** Data in this exercise follows **
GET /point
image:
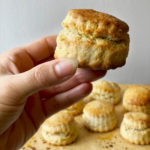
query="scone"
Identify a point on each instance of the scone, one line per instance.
(135, 128)
(97, 40)
(137, 98)
(106, 91)
(99, 116)
(76, 108)
(60, 129)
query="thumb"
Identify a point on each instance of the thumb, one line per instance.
(45, 75)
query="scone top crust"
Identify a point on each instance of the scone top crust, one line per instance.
(137, 120)
(106, 86)
(96, 24)
(137, 95)
(61, 118)
(98, 108)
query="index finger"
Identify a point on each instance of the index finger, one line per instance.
(41, 49)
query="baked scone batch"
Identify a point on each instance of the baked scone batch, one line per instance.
(99, 116)
(60, 129)
(97, 40)
(135, 128)
(106, 91)
(137, 98)
(76, 108)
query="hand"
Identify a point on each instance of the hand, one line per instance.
(33, 86)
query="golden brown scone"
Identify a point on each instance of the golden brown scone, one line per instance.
(106, 91)
(137, 98)
(97, 40)
(135, 128)
(76, 108)
(60, 129)
(99, 116)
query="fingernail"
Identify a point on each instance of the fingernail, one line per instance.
(66, 67)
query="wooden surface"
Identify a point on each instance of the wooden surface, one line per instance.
(88, 140)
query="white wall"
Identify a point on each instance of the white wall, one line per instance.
(22, 21)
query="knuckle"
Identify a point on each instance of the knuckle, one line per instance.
(39, 76)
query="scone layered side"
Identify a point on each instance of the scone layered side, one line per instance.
(91, 53)
(60, 129)
(135, 128)
(107, 91)
(99, 116)
(137, 98)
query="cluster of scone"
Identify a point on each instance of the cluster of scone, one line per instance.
(135, 126)
(97, 40)
(98, 115)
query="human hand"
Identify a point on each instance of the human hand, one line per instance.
(33, 86)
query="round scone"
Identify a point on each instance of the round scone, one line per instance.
(76, 108)
(99, 116)
(135, 128)
(137, 98)
(60, 129)
(107, 91)
(97, 40)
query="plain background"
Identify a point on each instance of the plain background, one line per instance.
(23, 21)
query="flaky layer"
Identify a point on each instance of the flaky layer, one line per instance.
(60, 122)
(137, 120)
(98, 108)
(95, 24)
(95, 54)
(76, 108)
(137, 96)
(100, 124)
(60, 139)
(135, 136)
(107, 91)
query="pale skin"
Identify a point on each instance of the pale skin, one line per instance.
(33, 86)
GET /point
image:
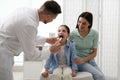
** End of Data in this exercise **
*Exercise description*
None of the pictures belongs in the answer, but all the entries must be repeated exactly.

*Expected output*
GET /point
image:
query="scone"
Identify a point on each instance of the scone, one line per instance.
(135, 128)
(97, 40)
(137, 98)
(106, 91)
(99, 116)
(76, 108)
(60, 129)
query="thumb"
Identify a point on each instance of the thumb, one line per instance.
(45, 75)
query="scone top crust"
Identify a point on each instance of the scone top crust, one line per instance.
(137, 120)
(106, 86)
(96, 24)
(137, 95)
(61, 118)
(98, 108)
query="index finger"
Identify a point on each instance of the index finger, one line per instance.
(41, 49)
query="baked scone batch"
Identify a point on each instance of the baked scone batch, one line per instance.
(99, 116)
(60, 129)
(97, 40)
(135, 128)
(106, 91)
(137, 98)
(76, 108)
query="hand"
Identify a point on each instance of the hand, one line per instance.
(33, 86)
query="golden brown scone"
Identify a point on each instance of the golden brown scone, one line per instance.
(106, 91)
(137, 98)
(97, 40)
(135, 128)
(76, 108)
(60, 129)
(99, 116)
query="fingernail"
Identify a point on each instance of the fingernail, one line per instance.
(66, 67)
query="wooden surface"
Identify a point on each instance of the wooden surface, one line per instance.
(88, 140)
query="white wall"
Identify a point on each instance of the white wall, one line per instance.
(22, 21)
query="knuckle"
Identify a point on each instance of the knuckle, one line per instance.
(39, 76)
query="scone layered side"
Identify a point on each instance of the scone layered side, one line per instance.
(91, 53)
(60, 129)
(135, 128)
(107, 91)
(99, 116)
(137, 98)
query="cluster of scone"
Identify a point on each instance of the cluster of scone, one line per instance.
(135, 126)
(97, 40)
(98, 115)
query="human hand"
Identify a point on each instance of the human hand, one line per instance.
(33, 86)
query="round scone"
Identify a point on each instance of the round scone, one line per instance.
(76, 108)
(99, 116)
(135, 128)
(137, 98)
(60, 129)
(107, 91)
(97, 40)
query="plain background"
Identify a point on each instance of the plain background, one line per instance.
(23, 21)
query="flaky layer"
Identify a point on each instance of the flaky layer, one line per instance.
(60, 122)
(137, 120)
(98, 108)
(95, 24)
(95, 54)
(76, 108)
(137, 96)
(100, 124)
(60, 139)
(135, 136)
(107, 91)
query="pale skin"
Identify a point on each instance of the pale skin, one line per instance.
(33, 86)
GET /point
image:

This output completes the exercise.